* **Gekozen fragment**
★ ★ ★ ★ ★ ★ ★
?Still/A Novel”, het afscheidsprojekt van Chris Dercon in Witte de With. Over beeld en beweging, van Muybridge tot Dibbets.
MET een zeer sekure tentoonstelling en een complexe dokumentaire neemt Chris Dercon afscheid van het Rotterdamse centrum voor hedendaagse kunst Witte de With. ?Still/A Novel” is een veelledige bespiegeling geworden over de fundamentele noties tijd en beweging in verbinding met het beeld. Dat wil dus zeggen dat de intersekties tussen film, fotografie en beeldende kunst tegen het licht worden gehouden. ?Still/ A Novel” is exemplarisch voor een bepaald type van kunstprojekt dat Witte de With hoog in het vaandel voert : geen celebratie van estetische waarden, historisch dan wel hedendaags, maar een open onderzoek naar de ideeën, voorwaarden en resultaten bij het omgaan met beelden in de kunsten, vanuit een aktueel perspektief en een historisch bewustzijn.
De dokumentaire (deel 1 werd uitgezonden op 22.1, deel 2 volgt op zondag 29.1 in het VPRO-programma Laat op de avond na een korte wandeling, deel 3 komt pas in de lente) vuurt aan een fiks tempo uitspraken en beelden af die de centrale vraag naar de oorsprong en de toekomst van het honderdjarige medium cinema omcirkelen. De springerige, kaleidoskopische montage van nieuw en bestaand filmmateriaal laat het oog en de geest weinig bezinningstijd en dwingt ze tot telkens 47 minuten volle koncentratie. De verschillende tussenkomsten zijn tot fragmenten verknipt, waaruit geleidelijk toch zoiets als een totaalbeeld naar voren komt.
Welk soort cinema Chris Dercon ter harte gaat wordt duidelijk bij de eerste interventie van Chantal Akerman. Off screen, bij beelden uit haar multimedia-installatie ?D’Est/Au bord de la fiction” vertelt zij hoe tijdens haar Brusselse jeugd in cinema Marivaux spektakelfilms als ?De kanonnen van Navarone” gedraaid werden, zonder dat ze haar ook maar iets deden. Pas toen ?Pierrot le Fou” van Jean-Luc Godard op het programma kwam, voelde ze zich aangesproken. En wel dermate dat ze meteen besloot om zelf cineaste te worden. Weerbarstige, subversieve cinema, anti-spektakel zonder zijn aanspraak op beklemmende beelden op te geven, wel integendeel.
★ ★ ★ ★ ★ ★ ★
* **Gegevensrijen**
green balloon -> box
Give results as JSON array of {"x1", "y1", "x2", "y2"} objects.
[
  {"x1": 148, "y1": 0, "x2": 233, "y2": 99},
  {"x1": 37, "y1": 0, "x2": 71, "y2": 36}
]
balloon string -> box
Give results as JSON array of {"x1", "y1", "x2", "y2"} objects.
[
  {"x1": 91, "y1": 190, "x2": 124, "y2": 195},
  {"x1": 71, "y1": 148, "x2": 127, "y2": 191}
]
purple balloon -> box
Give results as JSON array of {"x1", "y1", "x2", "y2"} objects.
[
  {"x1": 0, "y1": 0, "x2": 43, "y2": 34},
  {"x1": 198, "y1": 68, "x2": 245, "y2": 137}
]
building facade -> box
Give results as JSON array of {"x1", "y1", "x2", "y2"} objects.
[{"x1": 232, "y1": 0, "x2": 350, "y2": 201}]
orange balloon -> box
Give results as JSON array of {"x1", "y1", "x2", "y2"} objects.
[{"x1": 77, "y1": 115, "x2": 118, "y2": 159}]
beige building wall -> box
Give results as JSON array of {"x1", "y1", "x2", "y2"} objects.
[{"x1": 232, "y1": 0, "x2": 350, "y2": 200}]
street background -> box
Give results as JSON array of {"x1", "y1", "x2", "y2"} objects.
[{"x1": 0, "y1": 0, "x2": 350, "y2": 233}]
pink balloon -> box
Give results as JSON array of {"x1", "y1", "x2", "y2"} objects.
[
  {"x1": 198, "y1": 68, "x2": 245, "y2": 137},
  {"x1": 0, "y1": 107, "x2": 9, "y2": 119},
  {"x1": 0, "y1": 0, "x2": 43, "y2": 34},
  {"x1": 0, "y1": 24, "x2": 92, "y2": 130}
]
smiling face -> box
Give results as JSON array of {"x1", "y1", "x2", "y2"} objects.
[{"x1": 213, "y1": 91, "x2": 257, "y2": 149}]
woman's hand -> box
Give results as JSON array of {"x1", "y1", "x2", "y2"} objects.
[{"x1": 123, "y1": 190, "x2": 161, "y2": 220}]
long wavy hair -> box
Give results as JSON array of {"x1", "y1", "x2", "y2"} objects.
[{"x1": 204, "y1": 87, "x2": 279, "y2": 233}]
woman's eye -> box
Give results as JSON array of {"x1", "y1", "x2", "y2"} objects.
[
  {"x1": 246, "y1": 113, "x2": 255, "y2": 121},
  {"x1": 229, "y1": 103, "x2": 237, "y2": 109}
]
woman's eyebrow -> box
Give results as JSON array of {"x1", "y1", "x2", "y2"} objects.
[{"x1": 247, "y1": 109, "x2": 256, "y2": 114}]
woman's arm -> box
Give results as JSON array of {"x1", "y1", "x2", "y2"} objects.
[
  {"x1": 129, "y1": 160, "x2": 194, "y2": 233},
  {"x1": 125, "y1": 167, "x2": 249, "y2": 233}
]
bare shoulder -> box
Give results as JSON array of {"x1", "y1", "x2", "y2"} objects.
★ ★ ★ ★ ★ ★ ★
* **Opdrachten**
**1)** Kun je de bespreking van Chris Dercons afscheidsproject in Witte de With in twee zinnen samenvatten?
**2)** Kun je een volgend stuk schrijven voor de bespreking van Chris Dercons afscheidsproject in Witte de With, aansluitend op de laatste zin?

* **De uitkomsten**
**1)** Met een zorgvuldige tentoonstelling en een complexe documentaire neemt Chris Dercon afscheid van Witte de With, en "Still/A Novel" onderzoekt tijd en beweging in verband met het beeld, dus de raakvlakken tussen film, fotografie en beeldende kunst. De snel en kaleidoscopisch gemonteerde documentaire draait om de oorsprong en toekomst van de cinema, en via Chantal Akerman, die na "Pierrot le Fou" van Godard besloot cineaste te worden, blijkt Dercons voorkeur voor weerbarstige, subversieve cinema.

**2)**
Al moet hij er tweeduizend meter hoog voor klimmen, hij maakt zich sterk dat hij sterke beelden zal vinden die nog iets betekenen voor deze beschaving, mijmert cineast Werner Herzog in een ingelaste sekwens uit Wim Wenders‘ ?Tokyo-Ga”. Bijna achteloos laat Raymond Bellour zich de fundamentele overweging ontglippen dat de cinema sinds de stomme film een toenemende ?perte de chaleur” gekend heeft. Kerry Brougher weidt uit over een ander type bioskoopzaal : in plaats van één groot scherm in een donkere zaal, een meer gedifferentieerde ruimte waarin verschillende manieren om met beelden om te gaan, aan bod kunnen komen.
Eigenlijk is cinema al veel eerder een stille dood gestorven, stelt Elizabeth LeCompte. Ze rekent zichzelf tot de televisiegeneratie voor wie alles wat op het kleine scherm verscheen automatisch televisie werd, cinema inbegrepen. Het eindwoord, door Dercon ontlokt aan Hartmut Bitomsky, is een dubbelzinnige doordenker. ?In order to survive… cinema will vanish.”
SPIEGEL.
Terwijl de dokumentaire in meerdere richtingen tegelijk uitwaaiert, is de opbouw van het tentoonstellingsluik van ?Still/A Novel” zo helder als een spiegel. Het eerste plateau verenigt werk van Eadweard Muybridge, Carl Andre en Marcel Broodthaers. Op de verdieping daarboven is te zien hoe Jan Dibbets in zijn fotografische kontaktafdrukken de wetenschappelijke inzichten van Muybridge inzake sekwentie, interval en rooster omgeleid heeft naar een schilderkunstig perspektief. De kontaktafdrukken gebruikte hij als materiaal, niet als kunstwerken als zodanig.
Doorheen de prezentatie van 100 sekwentiële fotoreeksen van pionier Eadweard Muybridge wordt diens fotografie vooreerst niet met haar potentiële vertakkingen in de film vergeleken, maar met haar rechtstreekse, zij het onverwachte afstammeling, de reeks beeldgedichten STILLANOVEL (1972) van Carl Andre die zowel tot het domein van de visuele kunst als van de poëzie behoren.
Deze vertegenwoordiger van de minimal art liet zich zowel door het leven van Muybridge als door enkele van diens fundamentele inzichten inspireren, met name de toepassing van de sekwentie, de interval en de rooster. Door Muybridge aangewend als wetenschappelijke hulpmiddelen in de studie van de beweging bij mens en dier, dienen ze bij Andre om een dubbel gelaagd artistiek patroon gestalte te geven.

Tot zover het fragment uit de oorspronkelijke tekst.